### Records shown

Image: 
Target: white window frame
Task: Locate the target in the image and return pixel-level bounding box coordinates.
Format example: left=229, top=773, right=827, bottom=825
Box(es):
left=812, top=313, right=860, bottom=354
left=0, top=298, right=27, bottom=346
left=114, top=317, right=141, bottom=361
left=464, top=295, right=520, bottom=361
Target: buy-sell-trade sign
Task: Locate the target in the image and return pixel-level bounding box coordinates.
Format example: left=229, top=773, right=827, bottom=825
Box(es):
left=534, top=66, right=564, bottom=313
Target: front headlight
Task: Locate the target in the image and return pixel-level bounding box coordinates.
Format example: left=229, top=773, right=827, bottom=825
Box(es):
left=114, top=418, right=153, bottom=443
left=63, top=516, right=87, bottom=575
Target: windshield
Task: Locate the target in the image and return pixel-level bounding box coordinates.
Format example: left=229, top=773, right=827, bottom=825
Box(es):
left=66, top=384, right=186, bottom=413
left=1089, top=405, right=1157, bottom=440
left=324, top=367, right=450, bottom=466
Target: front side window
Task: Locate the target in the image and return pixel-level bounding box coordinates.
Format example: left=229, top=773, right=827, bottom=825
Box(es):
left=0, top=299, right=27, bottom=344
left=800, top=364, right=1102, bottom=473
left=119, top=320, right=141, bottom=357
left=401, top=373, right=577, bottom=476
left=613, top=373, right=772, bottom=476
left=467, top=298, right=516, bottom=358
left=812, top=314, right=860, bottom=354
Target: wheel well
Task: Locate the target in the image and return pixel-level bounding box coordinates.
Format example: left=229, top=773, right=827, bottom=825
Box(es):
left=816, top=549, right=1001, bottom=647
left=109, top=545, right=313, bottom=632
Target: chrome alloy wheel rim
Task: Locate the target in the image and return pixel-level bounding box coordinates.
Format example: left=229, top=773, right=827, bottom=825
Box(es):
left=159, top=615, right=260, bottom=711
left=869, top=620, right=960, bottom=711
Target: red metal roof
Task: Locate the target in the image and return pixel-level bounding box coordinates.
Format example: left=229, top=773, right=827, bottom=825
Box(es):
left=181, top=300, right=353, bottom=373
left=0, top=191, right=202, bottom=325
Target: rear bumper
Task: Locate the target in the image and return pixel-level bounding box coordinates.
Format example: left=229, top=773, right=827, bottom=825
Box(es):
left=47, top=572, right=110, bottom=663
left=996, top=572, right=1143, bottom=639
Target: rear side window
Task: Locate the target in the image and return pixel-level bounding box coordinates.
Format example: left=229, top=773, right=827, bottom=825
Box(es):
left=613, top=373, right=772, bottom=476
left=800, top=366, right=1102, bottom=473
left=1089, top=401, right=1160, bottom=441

######

### Exercise prompt
Please repeat all of the data above verbatim, keeping every line unchanged and in the same order.

### Exercise output
Image: 
Target: white window frame
Task: Locate the target in the image and return pixel-level bounding box coordinates.
Format example: left=229, top=773, right=827, bottom=825
Box(es):
left=812, top=313, right=860, bottom=354
left=0, top=298, right=27, bottom=346
left=114, top=317, right=141, bottom=361
left=464, top=295, right=520, bottom=361
Target: buy-sell-trade sign
Task: Locate the target in the image and return pixel-level bounding box coordinates.
Format example: left=229, top=773, right=827, bottom=825
Box(es):
left=534, top=66, right=564, bottom=313
Target: front headlight
Task: Locate the target in the image and return pixel-level bounding box coordinates.
Format example: left=229, top=773, right=827, bottom=825
Box(es):
left=114, top=418, right=153, bottom=443
left=63, top=516, right=87, bottom=575
Target: windshield
Task: Locate the target in the image and return pixel-level bounding box coordinates.
Format example: left=229, top=773, right=827, bottom=825
Box(es):
left=66, top=384, right=186, bottom=413
left=1089, top=405, right=1157, bottom=440
left=324, top=367, right=450, bottom=466
Target: front side window
Task: Locate the target in the image and return pixel-level bounding box coordinates.
Format example: left=229, top=773, right=827, bottom=825
Box(es):
left=0, top=299, right=27, bottom=344
left=800, top=364, right=1102, bottom=473
left=119, top=320, right=141, bottom=357
left=401, top=373, right=577, bottom=476
left=613, top=373, right=772, bottom=476
left=467, top=298, right=516, bottom=358
left=812, top=314, right=860, bottom=354
Target: wheel well
Task: Locate the target in the image and return pixel-level bounding box coordinates.
Format example: left=229, top=773, right=827, bottom=825
Box(es):
left=816, top=549, right=1001, bottom=647
left=109, top=545, right=313, bottom=632
Target: chrome alloy wheel rim
Task: Locate the target in the image and return pixel-level bounding box coordinates.
Format example: left=229, top=773, right=827, bottom=825
Box(es):
left=159, top=615, right=260, bottom=711
left=869, top=620, right=960, bottom=711
Target: red metal roof
Task: Locate the target in the image and return pixel-level bounding box coordinates.
Format example: left=229, top=773, right=827, bottom=825
Box(es):
left=181, top=300, right=353, bottom=373
left=0, top=191, right=202, bottom=325
Target: rear bumper
Task: Locate the target in the image and return pixel-level bounding box coordinates.
Format example: left=229, top=773, right=827, bottom=825
Box(es):
left=47, top=572, right=110, bottom=663
left=996, top=572, right=1143, bottom=639
Target: rear side window
Task: Locate the target in the image and return pixel-level bounding box coordinates.
Format example: left=229, top=773, right=827, bottom=825
Box(es):
left=613, top=373, right=772, bottom=476
left=800, top=366, right=1102, bottom=473
left=1089, top=401, right=1160, bottom=441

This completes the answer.